PROBLEM TO SOLVE: Copy out each line of the material below with no changes.

THE DATA:

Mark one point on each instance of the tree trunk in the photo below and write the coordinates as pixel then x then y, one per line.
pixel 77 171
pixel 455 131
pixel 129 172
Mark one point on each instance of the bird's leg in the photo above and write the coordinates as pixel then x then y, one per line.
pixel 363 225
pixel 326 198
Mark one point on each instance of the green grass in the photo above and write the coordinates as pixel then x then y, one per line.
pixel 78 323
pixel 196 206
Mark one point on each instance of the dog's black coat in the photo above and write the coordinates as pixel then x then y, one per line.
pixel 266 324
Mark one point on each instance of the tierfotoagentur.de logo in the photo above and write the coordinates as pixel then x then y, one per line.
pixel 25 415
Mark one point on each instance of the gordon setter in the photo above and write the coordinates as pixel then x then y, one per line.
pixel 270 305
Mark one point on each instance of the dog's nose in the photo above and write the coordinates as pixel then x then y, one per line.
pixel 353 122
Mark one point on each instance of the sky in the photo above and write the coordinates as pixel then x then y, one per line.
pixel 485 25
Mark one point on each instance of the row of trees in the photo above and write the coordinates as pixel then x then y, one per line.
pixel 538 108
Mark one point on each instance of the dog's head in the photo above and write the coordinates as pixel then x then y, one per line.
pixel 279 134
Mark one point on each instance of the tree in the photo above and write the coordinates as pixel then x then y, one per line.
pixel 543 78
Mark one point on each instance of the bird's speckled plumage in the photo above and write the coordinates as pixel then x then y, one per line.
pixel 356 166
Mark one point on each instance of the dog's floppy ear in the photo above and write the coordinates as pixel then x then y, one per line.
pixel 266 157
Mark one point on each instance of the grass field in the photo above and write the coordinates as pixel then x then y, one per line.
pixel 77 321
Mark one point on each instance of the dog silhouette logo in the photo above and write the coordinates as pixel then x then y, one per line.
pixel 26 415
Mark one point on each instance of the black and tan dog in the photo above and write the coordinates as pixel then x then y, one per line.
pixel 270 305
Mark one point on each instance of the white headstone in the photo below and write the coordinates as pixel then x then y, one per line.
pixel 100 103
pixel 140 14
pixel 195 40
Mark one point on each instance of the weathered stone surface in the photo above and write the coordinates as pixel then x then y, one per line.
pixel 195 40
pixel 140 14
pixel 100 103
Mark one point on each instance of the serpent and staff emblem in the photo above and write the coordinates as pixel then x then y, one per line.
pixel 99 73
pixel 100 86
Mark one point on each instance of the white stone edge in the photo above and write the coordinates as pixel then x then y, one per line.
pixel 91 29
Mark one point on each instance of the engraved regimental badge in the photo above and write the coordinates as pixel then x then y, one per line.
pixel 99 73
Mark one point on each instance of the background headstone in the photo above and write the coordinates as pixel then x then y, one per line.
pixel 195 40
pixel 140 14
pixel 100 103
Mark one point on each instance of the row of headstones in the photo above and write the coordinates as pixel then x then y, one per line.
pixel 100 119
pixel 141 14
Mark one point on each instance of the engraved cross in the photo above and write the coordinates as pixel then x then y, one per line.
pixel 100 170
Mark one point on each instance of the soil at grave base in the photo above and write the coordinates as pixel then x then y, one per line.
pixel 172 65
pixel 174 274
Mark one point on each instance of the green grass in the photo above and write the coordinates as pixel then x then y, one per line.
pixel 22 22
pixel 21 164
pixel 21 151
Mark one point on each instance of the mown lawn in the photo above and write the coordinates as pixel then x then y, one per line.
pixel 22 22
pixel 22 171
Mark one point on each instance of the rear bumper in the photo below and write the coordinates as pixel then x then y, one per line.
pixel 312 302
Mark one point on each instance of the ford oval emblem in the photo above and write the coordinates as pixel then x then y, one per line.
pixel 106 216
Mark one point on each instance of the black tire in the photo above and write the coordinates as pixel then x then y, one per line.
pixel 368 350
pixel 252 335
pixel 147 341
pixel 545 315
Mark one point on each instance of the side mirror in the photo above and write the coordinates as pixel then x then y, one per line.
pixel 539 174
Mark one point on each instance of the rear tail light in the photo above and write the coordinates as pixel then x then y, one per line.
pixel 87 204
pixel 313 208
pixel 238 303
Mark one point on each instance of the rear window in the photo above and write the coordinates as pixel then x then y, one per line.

TASK OUTPUT:
Mark one point on each instance of the tree trunk in the photo below and write the coordinates as pixel then x then y, one per line.
pixel 77 171
pixel 455 131
pixel 129 172
Mark one point on each instance of the bird's leg in the photo above and write the coordinates as pixel then x then y, one per line.
pixel 363 225
pixel 326 198
Mark one point on each instance of the green grass in the photo above and write the coordinates as pixel then x then y, one per line.
pixel 78 323
pixel 196 206
Mark one point on each instance of the dog's black coat in the photo above and write the coordinates as pixel then x then y, one per line.
pixel 266 324
Mark one point on each instance of the tierfotoagentur.de logo in the photo above and write the coordinates as pixel then x then y, one per line.
pixel 25 415
Mark one point on each instance of the gordon setter in the photo above and write the coordinates as pixel then x then y, one per line.
pixel 270 305
Mark one point on each instance of the dog's nose in the photo above and write the coordinates as pixel then x then y, one per line.
pixel 353 122
Mark one point on each instance of the sky in the photo above and write the coordinates as pixel then x then y, one per line.
pixel 485 25
Mark one point on each instance of the row of trees in the photo above and write the coordinates as pixel then x then y, one per line.
pixel 538 108
Mark one point on each instance of the dog's head in the photo above and write the coordinates as pixel then x then y, one per line.
pixel 279 134
Mark one point on each instance of the tree in the photo above and write the coordinates as pixel then x then y, one per line.
pixel 543 78
Mark one point on each instance of the bird's speckled plumage in the photo above and write the coordinates as pixel then x then y, one per line.
pixel 356 166
Mark one point on each instance of the dog's floppy ear in the photo above and write the coordinates as pixel then x then y, one per line.
pixel 266 157
Mark one point on each instance of the grass field in the photo above and write the coordinates as pixel then x then y, one per line.
pixel 77 321
Mark one point on each instance of the dog silhouette logo in the photo above and write the coordinates as pixel then x then y, one per line.
pixel 26 415
Mark one point on each instance of the black and tan dog in the photo above and write the coordinates as pixel then x then y, one per line.
pixel 270 305
Mark one point on each instance of the white headstone in the photo below and write the coordinates as pixel then x then y, one per line.
pixel 100 103
pixel 140 14
pixel 195 40
Mark one point on each instance of the weathered stone surface in the photo above and write the coordinates as pixel then x then y, one per line.
pixel 195 40
pixel 140 14
pixel 100 103
Mark one point on each instance of the serpent and staff emblem in the photo above and write the coordinates as pixel then x then y, one per line.
pixel 99 73
pixel 100 86
Mark one point on each instance of the white stone edge in the photo above and write the coordinates as pixel then x then y, one per line.
pixel 91 29
Mark one point on each instance of the engraved regimental badge in the photo above and write the coordinates as pixel then x then y, one per line.
pixel 99 73
Mark one point on each instance of the background headstone in the photo above and write the coordinates as pixel then x then y, one per line.
pixel 195 40
pixel 140 14
pixel 100 103
Mark one point on each instance of the row of headstones in the photo above and write the coordinates as pixel then x then y, one per line.
pixel 100 119
pixel 141 14
Mark one point on each instance of the engraved cross in the photo above and write the coordinates as pixel then x then y, one per line.
pixel 100 170
Mark one point on each instance of the soil at grave base in the photo above and write the coordinates as pixel then x then y, one per line.
pixel 172 65
pixel 174 274
Mark one point on each instance of the green grass in the photo above and write the coordinates as pixel then x then y, one per line.
pixel 22 22
pixel 21 164
pixel 21 151
Mark one point on each instance of the mown lawn in the photo above and write the coordinates as pixel then x then y, one per line.
pixel 22 22
pixel 22 171
Mark one point on each instance of the rear bumper in the photo below and write the coordinates as pixel then x then y, one per line.
pixel 312 302
Mark one point on each instance of the ford oval emblem in the photo above and write the coordinates as pixel then x then y, one per line.
pixel 106 216
Mark one point on each instance of the black tire in the photo above and write the coordinates as pixel then x then y, one per line.
pixel 368 350
pixel 252 335
pixel 147 341
pixel 545 315
Mark one point on each instance of the side mirror in the photo above and write the coordinates as pixel then x then y, one per line.
pixel 539 174
Mark one point on each instance of the rear tail light in the photo above and write the coordinates as pixel then x then y, one per line.
pixel 87 204
pixel 313 208
pixel 238 303
Mark one point on each instance of the rear window in the photo above and write the coordinates as pixel then x then y, one per line.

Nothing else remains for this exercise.